* _任务要求_
请把从包含"target | jacket sleeve"的那一行起一直到数据末尾的每一行（首尾两行都算）重新写出，其余文字不变。其中作为答案的坐标值一律乘以0.8，再四舍五入为整数（恰好为.5时进位）。

* _所给数据_

○ ○ ○

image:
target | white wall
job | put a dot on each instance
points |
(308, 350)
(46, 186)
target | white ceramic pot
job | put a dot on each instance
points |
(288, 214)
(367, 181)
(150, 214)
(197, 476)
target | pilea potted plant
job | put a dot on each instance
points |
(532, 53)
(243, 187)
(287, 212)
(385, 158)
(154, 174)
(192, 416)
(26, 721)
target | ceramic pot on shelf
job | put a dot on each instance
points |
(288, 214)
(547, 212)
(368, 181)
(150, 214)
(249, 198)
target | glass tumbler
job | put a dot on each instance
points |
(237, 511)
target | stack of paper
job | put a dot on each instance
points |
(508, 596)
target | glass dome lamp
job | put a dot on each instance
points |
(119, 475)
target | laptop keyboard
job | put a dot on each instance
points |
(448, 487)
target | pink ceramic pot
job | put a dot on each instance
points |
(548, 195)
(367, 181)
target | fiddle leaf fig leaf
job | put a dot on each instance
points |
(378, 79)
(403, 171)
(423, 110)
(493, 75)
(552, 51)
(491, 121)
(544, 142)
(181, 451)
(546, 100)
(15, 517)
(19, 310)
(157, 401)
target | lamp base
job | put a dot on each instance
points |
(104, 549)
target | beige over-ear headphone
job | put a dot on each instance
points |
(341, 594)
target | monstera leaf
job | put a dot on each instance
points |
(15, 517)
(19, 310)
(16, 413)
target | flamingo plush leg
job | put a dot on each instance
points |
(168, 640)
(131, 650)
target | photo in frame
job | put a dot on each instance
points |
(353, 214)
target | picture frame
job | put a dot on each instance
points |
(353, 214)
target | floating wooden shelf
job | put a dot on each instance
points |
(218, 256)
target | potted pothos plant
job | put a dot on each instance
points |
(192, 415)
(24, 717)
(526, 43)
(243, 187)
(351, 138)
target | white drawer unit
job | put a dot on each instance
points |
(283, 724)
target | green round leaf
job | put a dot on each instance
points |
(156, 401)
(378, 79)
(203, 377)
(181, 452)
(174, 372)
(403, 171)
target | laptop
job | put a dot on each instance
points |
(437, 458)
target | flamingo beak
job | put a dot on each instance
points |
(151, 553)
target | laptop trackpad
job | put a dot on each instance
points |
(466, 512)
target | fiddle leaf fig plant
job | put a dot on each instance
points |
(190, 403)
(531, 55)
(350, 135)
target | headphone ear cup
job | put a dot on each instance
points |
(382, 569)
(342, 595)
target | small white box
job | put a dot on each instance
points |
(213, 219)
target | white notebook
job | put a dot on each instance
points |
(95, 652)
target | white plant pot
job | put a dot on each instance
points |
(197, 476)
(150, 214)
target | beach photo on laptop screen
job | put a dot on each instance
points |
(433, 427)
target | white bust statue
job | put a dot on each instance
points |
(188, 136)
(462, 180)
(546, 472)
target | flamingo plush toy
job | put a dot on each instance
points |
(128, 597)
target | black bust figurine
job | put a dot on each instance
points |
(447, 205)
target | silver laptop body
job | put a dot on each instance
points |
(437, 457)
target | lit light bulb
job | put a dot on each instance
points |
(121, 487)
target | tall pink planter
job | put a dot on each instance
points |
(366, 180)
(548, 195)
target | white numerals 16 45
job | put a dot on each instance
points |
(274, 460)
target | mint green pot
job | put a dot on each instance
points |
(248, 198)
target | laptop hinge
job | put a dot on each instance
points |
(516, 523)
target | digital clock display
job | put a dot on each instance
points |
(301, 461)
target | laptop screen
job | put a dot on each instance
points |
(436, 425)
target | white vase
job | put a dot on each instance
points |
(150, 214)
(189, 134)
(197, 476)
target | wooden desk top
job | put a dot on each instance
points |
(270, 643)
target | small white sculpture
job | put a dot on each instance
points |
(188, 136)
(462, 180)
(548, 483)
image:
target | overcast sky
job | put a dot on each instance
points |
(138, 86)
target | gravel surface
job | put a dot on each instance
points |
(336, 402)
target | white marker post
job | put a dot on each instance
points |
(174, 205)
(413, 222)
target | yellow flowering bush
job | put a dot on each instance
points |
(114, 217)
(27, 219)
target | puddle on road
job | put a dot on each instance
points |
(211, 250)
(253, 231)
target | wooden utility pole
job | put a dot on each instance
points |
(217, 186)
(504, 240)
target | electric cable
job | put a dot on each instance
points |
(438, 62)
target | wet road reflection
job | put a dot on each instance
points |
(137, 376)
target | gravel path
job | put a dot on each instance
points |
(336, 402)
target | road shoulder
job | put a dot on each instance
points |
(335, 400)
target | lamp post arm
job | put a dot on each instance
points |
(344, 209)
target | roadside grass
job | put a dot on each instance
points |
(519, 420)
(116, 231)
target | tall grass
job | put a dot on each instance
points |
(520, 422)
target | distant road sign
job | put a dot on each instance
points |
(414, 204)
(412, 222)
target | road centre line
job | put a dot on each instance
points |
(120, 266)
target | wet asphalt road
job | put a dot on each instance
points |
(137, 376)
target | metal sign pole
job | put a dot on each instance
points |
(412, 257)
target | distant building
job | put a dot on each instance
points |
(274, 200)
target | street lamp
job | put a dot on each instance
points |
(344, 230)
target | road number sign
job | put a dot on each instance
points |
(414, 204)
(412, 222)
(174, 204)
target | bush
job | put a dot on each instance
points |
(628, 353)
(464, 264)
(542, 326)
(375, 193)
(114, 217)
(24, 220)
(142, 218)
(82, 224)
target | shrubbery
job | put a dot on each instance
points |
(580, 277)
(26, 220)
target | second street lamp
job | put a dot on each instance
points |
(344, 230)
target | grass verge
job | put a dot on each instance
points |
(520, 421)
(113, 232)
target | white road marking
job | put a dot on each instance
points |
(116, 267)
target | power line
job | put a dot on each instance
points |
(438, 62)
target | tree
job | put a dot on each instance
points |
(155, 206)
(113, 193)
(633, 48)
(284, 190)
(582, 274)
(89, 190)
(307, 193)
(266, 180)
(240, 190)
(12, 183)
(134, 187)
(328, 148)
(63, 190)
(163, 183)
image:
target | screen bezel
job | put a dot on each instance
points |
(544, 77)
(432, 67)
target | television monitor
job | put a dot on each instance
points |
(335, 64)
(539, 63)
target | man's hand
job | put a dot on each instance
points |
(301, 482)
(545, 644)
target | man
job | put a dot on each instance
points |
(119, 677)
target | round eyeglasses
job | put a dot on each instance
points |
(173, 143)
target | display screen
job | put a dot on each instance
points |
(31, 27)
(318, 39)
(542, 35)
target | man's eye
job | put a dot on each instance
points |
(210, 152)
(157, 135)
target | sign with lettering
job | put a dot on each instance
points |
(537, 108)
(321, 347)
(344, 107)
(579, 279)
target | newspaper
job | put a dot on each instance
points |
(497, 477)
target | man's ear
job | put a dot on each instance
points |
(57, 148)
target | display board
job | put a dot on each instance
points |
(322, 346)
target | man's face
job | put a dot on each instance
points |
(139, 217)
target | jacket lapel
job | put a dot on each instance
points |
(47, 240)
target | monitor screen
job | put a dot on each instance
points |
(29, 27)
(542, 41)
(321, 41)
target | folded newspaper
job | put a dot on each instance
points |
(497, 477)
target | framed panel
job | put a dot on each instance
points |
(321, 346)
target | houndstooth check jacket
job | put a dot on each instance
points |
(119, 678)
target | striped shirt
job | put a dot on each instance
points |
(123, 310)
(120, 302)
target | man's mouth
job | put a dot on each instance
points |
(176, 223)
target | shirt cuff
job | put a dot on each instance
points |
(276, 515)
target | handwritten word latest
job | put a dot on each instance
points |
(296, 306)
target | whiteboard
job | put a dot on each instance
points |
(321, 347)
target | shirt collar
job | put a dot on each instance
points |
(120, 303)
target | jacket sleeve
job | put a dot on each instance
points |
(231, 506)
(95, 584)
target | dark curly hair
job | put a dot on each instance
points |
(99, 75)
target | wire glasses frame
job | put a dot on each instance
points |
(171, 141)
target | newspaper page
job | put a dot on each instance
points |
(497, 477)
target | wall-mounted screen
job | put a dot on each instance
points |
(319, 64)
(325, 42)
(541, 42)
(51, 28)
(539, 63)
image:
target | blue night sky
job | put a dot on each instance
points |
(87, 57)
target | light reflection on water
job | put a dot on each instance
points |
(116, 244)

○ ○ ○

* _本题结果_
target | jacket sleeve
job | put a dot on each instance
points |
(185, 405)
(76, 467)
target | dark curly hair
job | put a dot on each instance
points |
(79, 60)
target | wire glasses frame
job | put a dot on each instance
points |
(137, 113)
target | newspaper page
job | put a dot on each instance
points |
(398, 382)
target | wall-mounted screen
job | put a dot on each instance
points |
(255, 51)
(260, 34)
(433, 34)
(41, 22)
(431, 50)
image:
target | blue night sky
job | put a dot on each instance
points |
(70, 46)
target | light reflection on water
job | put a dot on each instance
points |
(93, 195)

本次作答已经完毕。